● **Goal**: Lay out all of the data below as a numbered list, omitting any blank lines.

=======

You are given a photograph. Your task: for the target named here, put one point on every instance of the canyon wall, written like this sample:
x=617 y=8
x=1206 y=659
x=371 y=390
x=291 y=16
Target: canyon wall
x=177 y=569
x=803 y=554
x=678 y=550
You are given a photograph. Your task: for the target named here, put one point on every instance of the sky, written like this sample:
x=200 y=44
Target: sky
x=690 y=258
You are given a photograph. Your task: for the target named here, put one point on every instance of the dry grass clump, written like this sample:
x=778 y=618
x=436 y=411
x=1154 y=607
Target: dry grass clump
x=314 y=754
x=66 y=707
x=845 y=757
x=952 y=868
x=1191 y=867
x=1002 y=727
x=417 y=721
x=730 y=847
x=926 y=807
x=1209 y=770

=======

● **Complete response**:
1. You are given a photograph. Your task: for the target named here, put one point on every instance of the canyon wall, written like this sample:
2. x=617 y=8
3. x=1206 y=659
4. x=371 y=390
5. x=291 y=16
6. Target: canyon wall
7. x=177 y=569
8. x=803 y=554
9. x=678 y=550
10. You are given a photograph. Your task: for the target named here, put one point on every instance of the sky, written like this sample:
11. x=200 y=44
12. Target: sky
13. x=690 y=258
14. You are given a photograph. Your task: for the target named here, put one point on every instance of the dry grass clump, written like this sample:
15. x=778 y=618
16. x=436 y=411
17. x=1154 y=607
18. Target: dry grass clump
19. x=314 y=754
20. x=66 y=707
21. x=845 y=757
22. x=952 y=868
23. x=1191 y=867
24. x=1002 y=727
25. x=417 y=721
26. x=730 y=847
27. x=926 y=807
28. x=1209 y=770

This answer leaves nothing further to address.